### What to produce
Extract the text of every row below verbatim, and leave the pictures out of your answer.

### Record extracts
>>>>

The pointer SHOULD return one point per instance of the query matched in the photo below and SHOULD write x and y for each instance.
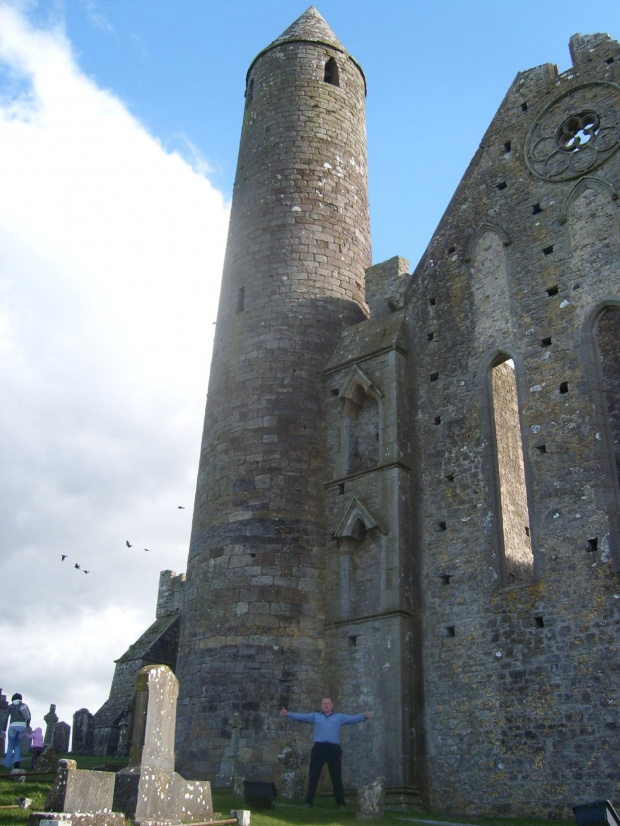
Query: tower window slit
(332, 76)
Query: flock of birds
(127, 543)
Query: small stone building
(158, 645)
(408, 492)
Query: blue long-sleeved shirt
(327, 729)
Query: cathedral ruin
(408, 492)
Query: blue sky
(119, 126)
(436, 73)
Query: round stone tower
(252, 634)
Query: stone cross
(371, 800)
(51, 718)
(149, 790)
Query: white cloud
(110, 259)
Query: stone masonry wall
(521, 709)
(299, 241)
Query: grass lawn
(285, 813)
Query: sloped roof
(144, 647)
(367, 338)
(311, 27)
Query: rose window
(575, 133)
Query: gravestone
(48, 762)
(4, 716)
(371, 800)
(83, 732)
(76, 790)
(149, 790)
(60, 739)
(293, 779)
(51, 718)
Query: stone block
(76, 819)
(76, 790)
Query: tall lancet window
(518, 559)
(607, 336)
(331, 72)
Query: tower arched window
(332, 74)
(513, 518)
(249, 91)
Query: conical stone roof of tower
(309, 27)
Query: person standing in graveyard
(19, 720)
(326, 749)
(36, 746)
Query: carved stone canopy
(356, 521)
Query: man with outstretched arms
(326, 749)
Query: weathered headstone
(238, 785)
(83, 732)
(24, 744)
(4, 716)
(293, 779)
(371, 800)
(48, 762)
(51, 718)
(60, 740)
(149, 790)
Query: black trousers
(329, 753)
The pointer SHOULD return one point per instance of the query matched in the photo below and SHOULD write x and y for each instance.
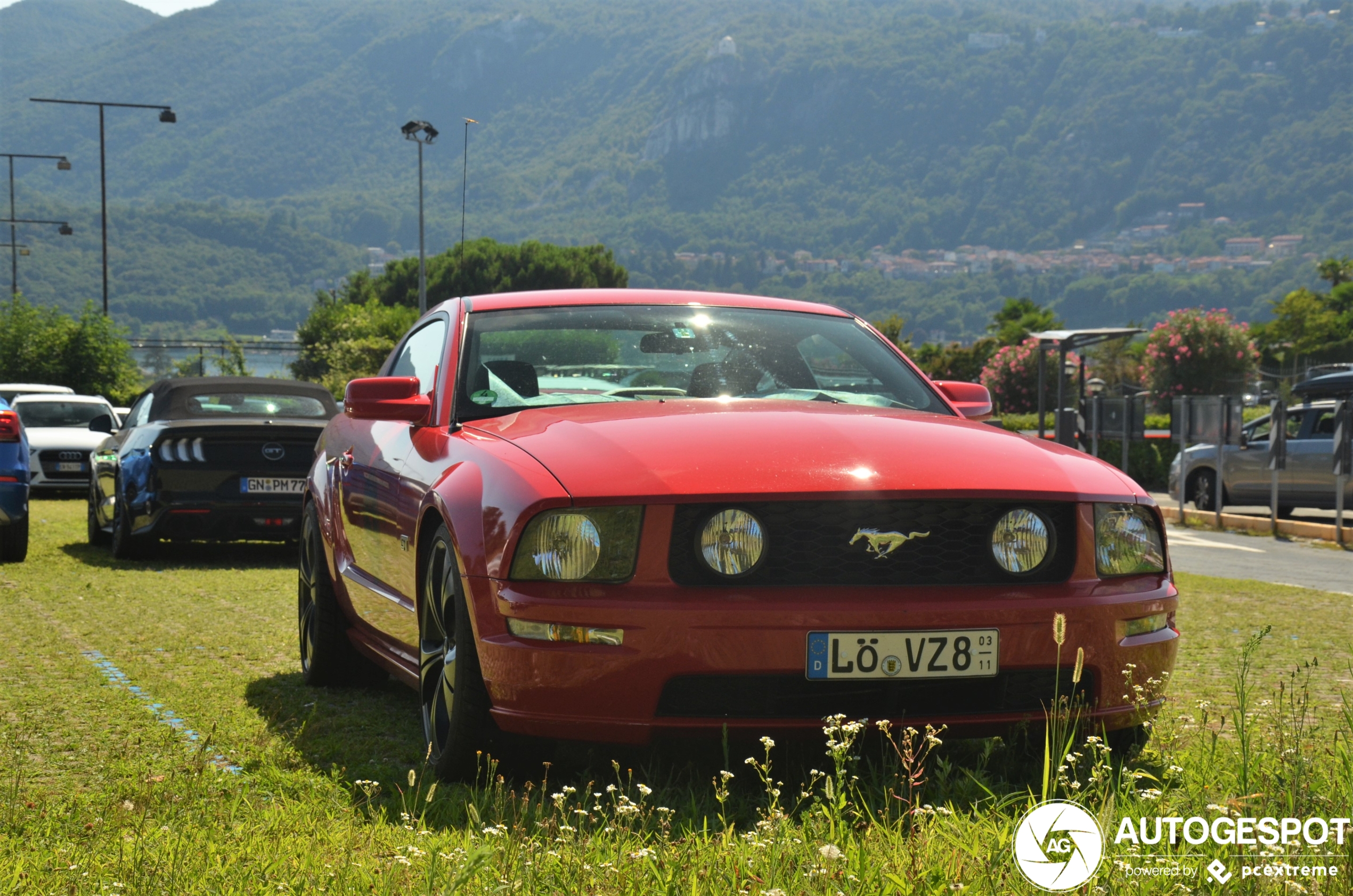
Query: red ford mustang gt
(608, 515)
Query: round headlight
(732, 542)
(566, 546)
(1021, 541)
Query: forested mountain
(31, 30)
(822, 126)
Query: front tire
(1204, 491)
(95, 534)
(327, 656)
(451, 685)
(124, 543)
(14, 542)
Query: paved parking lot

<<<<

### Written response
The pointer SHOULD return one point per instance of the query matched in the photo below and SHOULD write x and y for each instance.
Query: tower window slit
(332, 76)
Query: flock of birds
(127, 543)
Query: small stone building
(158, 645)
(408, 492)
Query: blue long-sleeved shirt
(327, 729)
Query: cathedral ruin
(408, 492)
Query: blue sky
(119, 126)
(436, 73)
Query: round stone tower
(252, 634)
Query: stone cross
(371, 800)
(51, 718)
(149, 790)
Query: white cloud
(110, 259)
Query: stone masonry wall
(521, 709)
(299, 241)
Query: grass lawn
(285, 813)
Query: sloped roof
(144, 647)
(367, 338)
(311, 27)
Query: rose window
(575, 133)
Query: gravestone
(48, 762)
(4, 716)
(371, 800)
(83, 732)
(76, 790)
(149, 790)
(60, 739)
(293, 779)
(51, 718)
Query: stone block
(76, 819)
(76, 790)
Query: tall lancet window
(518, 559)
(607, 336)
(331, 72)
Query: tower arched window
(332, 74)
(513, 518)
(249, 91)
Query: conical stone roof of tower
(309, 27)
Query: person standing in graveyard
(19, 720)
(326, 749)
(36, 746)
Query: carved stone canopy
(356, 521)
Query: man with outstretched arms
(326, 749)
Query: weathered headstone
(238, 785)
(83, 732)
(24, 744)
(4, 716)
(293, 779)
(371, 800)
(48, 762)
(51, 718)
(60, 740)
(149, 790)
Query: black trousers
(329, 753)
The pointer SHOULD return one point per instance of the query matched in the photo below and SHOULD write x and y for each instance.
Query: red ford mustang gt
(608, 515)
Query: round headlight
(732, 542)
(566, 546)
(1021, 541)
Query: forested mountain
(31, 30)
(822, 126)
Query: front tire
(1204, 491)
(95, 534)
(327, 656)
(451, 685)
(124, 543)
(14, 542)
Query: paved parking lot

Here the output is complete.